**WHAT THE TASK REQUIRES:** After finding the line with "Exercise. Find the warm" in the entries below, retype exactly each line from there through the line with "Exercise. Find the pink flower", including that final line.

Referring expression data:

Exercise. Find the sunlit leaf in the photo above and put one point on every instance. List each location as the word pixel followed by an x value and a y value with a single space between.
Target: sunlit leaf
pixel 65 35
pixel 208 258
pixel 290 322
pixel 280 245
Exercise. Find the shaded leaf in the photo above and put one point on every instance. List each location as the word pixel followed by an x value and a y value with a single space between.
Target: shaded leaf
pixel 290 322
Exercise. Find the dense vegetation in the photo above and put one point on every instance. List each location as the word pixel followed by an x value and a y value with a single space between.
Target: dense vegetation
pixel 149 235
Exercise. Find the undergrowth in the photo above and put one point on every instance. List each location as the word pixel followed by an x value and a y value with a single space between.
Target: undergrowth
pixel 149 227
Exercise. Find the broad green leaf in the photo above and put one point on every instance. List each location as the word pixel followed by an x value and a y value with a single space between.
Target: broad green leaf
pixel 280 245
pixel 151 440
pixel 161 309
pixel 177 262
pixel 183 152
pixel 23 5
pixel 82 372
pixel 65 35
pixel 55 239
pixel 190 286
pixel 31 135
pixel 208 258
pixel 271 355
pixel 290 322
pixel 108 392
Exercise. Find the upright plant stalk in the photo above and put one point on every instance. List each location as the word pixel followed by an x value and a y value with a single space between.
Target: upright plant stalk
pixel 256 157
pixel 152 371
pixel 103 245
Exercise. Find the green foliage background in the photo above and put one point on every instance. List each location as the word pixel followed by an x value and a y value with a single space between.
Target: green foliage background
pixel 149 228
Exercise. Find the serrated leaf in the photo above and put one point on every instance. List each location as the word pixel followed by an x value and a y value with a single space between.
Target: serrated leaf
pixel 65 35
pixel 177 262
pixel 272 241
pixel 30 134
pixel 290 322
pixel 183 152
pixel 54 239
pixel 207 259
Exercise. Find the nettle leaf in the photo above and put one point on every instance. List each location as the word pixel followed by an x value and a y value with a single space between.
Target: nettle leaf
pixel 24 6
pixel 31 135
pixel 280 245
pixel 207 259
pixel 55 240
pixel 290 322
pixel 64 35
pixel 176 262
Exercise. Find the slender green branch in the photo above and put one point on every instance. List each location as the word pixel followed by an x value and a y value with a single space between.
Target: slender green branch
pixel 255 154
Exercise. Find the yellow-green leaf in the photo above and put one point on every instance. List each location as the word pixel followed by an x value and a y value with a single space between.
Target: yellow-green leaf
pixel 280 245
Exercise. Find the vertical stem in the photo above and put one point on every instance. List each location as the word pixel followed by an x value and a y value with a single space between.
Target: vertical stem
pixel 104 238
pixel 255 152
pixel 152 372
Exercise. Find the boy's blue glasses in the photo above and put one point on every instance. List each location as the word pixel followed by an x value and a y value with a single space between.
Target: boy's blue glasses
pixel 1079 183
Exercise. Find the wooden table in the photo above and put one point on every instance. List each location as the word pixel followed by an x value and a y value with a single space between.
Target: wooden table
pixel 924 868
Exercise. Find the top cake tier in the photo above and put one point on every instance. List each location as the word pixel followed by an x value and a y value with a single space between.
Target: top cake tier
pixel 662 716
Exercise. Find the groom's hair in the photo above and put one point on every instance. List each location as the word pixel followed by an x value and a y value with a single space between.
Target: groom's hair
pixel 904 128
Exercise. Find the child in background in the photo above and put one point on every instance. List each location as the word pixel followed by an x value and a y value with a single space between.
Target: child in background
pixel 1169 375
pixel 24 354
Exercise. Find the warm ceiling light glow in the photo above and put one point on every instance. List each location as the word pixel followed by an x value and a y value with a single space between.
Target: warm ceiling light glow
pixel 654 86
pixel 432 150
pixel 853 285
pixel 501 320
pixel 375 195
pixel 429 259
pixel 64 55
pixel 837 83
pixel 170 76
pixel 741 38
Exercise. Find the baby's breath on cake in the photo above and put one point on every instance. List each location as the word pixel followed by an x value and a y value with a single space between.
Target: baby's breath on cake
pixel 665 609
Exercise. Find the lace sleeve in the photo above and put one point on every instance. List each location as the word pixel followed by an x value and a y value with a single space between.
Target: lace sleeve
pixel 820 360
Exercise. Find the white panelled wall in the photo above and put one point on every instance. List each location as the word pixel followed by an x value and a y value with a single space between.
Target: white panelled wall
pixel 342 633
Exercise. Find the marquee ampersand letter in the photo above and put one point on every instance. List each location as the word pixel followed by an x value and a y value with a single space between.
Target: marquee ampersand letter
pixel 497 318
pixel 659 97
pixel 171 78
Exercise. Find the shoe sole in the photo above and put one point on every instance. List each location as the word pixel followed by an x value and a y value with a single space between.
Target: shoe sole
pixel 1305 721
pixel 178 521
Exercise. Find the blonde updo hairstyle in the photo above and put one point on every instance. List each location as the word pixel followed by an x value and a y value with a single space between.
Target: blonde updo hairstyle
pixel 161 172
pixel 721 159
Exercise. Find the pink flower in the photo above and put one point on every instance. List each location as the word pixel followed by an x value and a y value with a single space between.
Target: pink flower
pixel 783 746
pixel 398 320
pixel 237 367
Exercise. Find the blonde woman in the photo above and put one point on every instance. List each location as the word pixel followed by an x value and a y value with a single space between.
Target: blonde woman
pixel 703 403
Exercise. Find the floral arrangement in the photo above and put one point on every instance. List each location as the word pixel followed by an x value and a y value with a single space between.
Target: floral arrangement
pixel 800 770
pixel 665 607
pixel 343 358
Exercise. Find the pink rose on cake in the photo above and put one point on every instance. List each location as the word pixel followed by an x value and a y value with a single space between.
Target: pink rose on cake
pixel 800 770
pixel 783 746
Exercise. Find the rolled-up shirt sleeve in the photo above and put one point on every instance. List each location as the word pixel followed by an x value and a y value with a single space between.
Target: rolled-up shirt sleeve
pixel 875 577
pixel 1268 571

**RESPONSE FOR THIS EXERCISE:**
Exercise. Find the warm ceiling light glow in the photo above and put one point on every instance. List each location as the word pixel followed by an x value and a y value with a single space between.
Target: warm ceiling light glow
pixel 654 86
pixel 432 150
pixel 853 285
pixel 501 320
pixel 375 195
pixel 429 259
pixel 64 55
pixel 837 83
pixel 170 76
pixel 741 38
Exercise. Find the baby's breath on cake in the photo above and put one point on every instance. List each location as the word pixel followed by an x value and a y value with a single space between.
Target: baby's breath on cake
pixel 665 609
Exercise. Find the lace sleeve in the photo above and put one point on every instance. List each location as the word pixel followed by an x value and a y value with a single space between.
Target: lace sleeve
pixel 820 360
Exercise. Find the white panelled wall in the photo above and put one point on every instance. List each location as the word pixel followed by an x value and a y value with a single space between.
Target: white panelled wall
pixel 342 633
Exercise. Find the marquee ampersand letter in the photo above and put one point on every instance. List each location as the word pixel followed by an x value and a y value with a single space between.
Target: marquee ampersand letter
pixel 497 318
pixel 659 97
pixel 171 78
Exercise. Find the shoe sole in the photo above and put one point on every instance. List each location as the word pixel followed by an x value and a y value with a single space between.
Target: shoe sole
pixel 1305 721
pixel 178 521
Exercise. Find the blonde updo hairstyle in the photo above and put one point on every instance. List each location as the word pixel followed by an x value and a y value with a single space between.
Target: blonde updo hairstyle
pixel 161 172
pixel 721 159
Exercise. Find the pink flower in the photo above and put one point on every instance. List each location as the word pixel followed by an x value and a y value with a single space between.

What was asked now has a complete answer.